Gather every line in the entries below that contains the string "segment", and copy each one unchanged.

Entries drawn from a collection
>>

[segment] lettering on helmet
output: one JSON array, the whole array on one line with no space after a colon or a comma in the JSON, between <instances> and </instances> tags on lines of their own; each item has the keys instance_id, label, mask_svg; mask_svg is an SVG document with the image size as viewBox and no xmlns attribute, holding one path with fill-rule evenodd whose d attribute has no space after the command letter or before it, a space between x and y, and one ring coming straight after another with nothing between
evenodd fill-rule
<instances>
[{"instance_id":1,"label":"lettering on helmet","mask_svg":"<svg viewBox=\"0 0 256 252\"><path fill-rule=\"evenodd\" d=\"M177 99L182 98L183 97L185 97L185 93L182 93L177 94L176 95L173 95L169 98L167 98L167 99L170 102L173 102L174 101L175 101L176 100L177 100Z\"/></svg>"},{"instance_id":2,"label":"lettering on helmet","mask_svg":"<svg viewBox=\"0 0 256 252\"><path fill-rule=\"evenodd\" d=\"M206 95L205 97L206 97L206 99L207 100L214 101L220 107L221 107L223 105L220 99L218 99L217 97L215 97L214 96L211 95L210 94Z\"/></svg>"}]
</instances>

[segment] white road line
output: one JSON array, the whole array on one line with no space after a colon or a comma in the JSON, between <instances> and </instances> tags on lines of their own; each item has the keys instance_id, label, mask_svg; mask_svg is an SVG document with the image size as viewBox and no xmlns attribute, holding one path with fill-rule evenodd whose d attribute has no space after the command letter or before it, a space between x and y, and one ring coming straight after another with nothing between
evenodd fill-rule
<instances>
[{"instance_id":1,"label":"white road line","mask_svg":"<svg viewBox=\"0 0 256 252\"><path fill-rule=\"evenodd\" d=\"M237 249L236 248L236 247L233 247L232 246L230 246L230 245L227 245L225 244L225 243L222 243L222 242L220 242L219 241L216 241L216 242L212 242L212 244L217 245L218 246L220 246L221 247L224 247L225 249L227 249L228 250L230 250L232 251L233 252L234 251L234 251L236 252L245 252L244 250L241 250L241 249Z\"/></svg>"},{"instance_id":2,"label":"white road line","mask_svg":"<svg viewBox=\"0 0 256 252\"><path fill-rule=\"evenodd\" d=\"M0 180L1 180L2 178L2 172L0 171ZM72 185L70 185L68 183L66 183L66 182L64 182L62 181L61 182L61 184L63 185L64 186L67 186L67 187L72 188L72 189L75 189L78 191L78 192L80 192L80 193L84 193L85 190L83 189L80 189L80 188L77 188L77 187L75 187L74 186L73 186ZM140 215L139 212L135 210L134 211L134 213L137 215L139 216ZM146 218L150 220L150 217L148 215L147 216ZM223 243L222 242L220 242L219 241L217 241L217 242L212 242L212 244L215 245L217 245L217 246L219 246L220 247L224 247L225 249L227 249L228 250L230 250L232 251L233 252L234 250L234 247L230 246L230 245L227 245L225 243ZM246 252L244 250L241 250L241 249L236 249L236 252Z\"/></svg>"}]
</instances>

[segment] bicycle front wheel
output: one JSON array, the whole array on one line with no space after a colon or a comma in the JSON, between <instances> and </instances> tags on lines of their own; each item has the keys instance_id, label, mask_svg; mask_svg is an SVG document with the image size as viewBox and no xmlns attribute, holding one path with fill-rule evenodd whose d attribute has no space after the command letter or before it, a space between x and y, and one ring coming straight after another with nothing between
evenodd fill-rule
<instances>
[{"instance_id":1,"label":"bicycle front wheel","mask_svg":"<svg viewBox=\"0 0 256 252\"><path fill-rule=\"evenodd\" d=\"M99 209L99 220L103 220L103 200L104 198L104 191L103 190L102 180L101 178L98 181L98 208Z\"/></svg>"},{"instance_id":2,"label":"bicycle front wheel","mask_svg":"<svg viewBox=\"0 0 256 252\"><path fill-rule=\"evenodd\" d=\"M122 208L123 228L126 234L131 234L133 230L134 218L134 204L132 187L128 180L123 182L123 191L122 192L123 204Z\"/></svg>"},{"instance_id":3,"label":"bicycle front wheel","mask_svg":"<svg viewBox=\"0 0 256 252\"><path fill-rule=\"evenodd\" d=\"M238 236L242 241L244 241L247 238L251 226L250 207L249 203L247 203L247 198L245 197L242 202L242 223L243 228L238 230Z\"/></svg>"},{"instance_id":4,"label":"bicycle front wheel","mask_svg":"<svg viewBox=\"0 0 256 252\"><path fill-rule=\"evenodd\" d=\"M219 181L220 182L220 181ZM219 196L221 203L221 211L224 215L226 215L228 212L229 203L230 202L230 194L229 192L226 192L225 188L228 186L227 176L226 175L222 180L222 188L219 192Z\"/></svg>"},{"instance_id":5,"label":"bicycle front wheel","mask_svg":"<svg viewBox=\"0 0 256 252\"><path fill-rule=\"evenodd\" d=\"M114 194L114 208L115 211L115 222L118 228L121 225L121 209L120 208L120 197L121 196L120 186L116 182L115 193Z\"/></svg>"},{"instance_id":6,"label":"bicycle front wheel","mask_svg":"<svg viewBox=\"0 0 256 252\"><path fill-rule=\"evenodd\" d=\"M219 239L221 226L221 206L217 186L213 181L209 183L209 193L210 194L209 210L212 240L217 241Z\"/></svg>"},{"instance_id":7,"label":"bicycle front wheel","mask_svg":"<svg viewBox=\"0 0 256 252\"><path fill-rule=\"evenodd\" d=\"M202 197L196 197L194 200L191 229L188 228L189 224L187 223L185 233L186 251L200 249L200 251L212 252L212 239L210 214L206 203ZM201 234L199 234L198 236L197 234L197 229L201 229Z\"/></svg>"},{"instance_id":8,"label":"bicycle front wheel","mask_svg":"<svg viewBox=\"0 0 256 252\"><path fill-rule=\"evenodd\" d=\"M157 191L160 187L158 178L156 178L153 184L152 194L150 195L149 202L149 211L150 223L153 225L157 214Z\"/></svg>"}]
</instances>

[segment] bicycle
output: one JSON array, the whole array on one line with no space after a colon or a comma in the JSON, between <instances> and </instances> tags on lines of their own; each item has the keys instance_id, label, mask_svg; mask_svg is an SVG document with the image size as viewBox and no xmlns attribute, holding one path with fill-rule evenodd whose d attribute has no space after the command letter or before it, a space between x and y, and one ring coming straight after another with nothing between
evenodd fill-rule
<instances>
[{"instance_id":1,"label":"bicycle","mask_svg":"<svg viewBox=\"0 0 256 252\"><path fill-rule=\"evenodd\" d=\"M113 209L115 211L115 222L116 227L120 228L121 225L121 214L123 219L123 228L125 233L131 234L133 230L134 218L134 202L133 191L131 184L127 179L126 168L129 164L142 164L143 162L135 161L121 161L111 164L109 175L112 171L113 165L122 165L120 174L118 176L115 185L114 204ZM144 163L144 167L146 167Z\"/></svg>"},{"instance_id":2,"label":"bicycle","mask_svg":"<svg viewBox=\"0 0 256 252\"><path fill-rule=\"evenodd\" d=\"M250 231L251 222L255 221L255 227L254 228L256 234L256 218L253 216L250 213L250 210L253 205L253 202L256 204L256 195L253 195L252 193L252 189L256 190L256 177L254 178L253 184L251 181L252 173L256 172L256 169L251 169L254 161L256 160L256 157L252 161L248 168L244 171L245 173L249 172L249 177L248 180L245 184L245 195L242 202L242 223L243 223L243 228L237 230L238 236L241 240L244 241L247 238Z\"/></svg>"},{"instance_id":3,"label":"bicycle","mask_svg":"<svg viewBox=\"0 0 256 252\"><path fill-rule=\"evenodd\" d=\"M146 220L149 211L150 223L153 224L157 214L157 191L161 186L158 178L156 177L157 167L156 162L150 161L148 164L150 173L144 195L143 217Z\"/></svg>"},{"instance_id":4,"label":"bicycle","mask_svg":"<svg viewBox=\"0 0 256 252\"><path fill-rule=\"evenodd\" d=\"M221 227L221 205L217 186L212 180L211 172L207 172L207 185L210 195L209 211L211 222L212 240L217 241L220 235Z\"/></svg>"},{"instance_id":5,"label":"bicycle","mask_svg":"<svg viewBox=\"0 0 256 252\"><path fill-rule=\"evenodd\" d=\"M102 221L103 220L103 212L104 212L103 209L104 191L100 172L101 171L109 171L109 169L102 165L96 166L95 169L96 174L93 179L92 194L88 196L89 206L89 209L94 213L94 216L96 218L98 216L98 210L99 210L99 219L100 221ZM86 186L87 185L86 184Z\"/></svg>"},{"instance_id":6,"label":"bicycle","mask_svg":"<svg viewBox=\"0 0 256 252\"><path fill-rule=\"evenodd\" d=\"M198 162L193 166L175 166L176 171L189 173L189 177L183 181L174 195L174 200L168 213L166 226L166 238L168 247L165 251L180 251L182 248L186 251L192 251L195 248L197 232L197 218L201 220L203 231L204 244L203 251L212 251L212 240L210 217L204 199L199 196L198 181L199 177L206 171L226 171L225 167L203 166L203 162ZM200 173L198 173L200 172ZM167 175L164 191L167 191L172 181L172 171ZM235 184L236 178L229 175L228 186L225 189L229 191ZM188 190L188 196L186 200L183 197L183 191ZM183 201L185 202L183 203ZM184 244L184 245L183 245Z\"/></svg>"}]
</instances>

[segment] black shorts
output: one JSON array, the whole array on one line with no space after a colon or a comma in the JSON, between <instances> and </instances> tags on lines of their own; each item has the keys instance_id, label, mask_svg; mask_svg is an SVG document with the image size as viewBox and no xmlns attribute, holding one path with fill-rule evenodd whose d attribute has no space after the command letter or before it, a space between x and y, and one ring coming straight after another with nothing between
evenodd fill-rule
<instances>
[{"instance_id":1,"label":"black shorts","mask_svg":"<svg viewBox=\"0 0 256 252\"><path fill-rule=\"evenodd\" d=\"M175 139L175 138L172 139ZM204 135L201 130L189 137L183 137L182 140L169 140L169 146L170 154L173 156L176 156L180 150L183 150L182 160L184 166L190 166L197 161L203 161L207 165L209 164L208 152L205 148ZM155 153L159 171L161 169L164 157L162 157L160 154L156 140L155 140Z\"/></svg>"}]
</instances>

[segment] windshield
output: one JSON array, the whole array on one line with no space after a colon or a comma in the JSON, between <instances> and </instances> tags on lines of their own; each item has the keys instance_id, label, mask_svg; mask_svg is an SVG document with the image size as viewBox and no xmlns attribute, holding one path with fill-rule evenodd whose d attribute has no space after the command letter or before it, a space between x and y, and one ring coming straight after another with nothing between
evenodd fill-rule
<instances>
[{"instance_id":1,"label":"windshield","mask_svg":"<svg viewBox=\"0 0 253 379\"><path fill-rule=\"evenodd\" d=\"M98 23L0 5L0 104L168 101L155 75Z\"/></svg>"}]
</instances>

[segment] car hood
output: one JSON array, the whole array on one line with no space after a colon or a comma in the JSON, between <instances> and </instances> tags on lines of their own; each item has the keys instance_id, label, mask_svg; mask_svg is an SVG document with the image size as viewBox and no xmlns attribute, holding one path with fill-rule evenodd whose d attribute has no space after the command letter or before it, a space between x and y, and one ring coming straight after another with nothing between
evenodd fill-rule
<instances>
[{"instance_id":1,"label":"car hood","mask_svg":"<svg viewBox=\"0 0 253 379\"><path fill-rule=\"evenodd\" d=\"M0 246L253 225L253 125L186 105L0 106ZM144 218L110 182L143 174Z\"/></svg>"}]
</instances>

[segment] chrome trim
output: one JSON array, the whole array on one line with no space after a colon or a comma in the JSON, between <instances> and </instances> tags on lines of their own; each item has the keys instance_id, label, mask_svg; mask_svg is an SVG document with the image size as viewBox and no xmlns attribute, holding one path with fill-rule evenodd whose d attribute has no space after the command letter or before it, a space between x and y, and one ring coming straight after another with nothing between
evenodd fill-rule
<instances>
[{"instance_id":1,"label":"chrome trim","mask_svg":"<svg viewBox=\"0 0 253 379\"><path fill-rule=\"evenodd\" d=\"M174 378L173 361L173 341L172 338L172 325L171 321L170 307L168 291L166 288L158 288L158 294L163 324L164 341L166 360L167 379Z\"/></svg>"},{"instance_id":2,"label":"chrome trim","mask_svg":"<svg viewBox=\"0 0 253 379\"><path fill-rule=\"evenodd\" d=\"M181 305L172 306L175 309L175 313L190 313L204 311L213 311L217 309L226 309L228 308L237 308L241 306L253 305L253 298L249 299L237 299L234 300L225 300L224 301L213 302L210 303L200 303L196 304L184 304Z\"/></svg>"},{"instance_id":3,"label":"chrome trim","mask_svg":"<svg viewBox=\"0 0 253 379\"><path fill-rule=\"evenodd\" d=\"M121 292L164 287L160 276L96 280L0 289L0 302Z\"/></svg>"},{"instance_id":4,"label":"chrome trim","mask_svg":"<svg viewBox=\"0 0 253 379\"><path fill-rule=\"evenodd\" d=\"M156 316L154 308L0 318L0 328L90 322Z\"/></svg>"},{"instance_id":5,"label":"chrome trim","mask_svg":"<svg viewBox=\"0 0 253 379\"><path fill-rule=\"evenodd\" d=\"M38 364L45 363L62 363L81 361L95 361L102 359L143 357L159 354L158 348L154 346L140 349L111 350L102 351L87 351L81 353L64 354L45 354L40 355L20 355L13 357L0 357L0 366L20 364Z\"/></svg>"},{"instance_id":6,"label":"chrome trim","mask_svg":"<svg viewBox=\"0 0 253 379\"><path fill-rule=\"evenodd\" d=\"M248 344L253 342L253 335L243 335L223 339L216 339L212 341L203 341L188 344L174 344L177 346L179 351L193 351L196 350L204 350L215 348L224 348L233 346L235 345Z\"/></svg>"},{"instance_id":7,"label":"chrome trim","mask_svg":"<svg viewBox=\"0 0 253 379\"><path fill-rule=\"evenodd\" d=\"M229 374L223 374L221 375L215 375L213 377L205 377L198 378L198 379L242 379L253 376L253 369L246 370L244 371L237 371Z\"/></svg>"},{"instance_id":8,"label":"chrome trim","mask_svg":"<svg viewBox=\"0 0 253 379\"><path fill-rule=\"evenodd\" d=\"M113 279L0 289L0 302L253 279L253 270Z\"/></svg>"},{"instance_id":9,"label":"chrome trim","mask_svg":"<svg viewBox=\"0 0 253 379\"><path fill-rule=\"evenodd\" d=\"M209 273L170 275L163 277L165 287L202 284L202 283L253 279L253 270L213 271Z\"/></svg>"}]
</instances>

<<

Response below
[segment] lettering on helmet
[segment] white road line
[segment] bicycle front wheel
[segment] bicycle
[segment] black shorts
[segment] windshield
[segment] car hood
[segment] chrome trim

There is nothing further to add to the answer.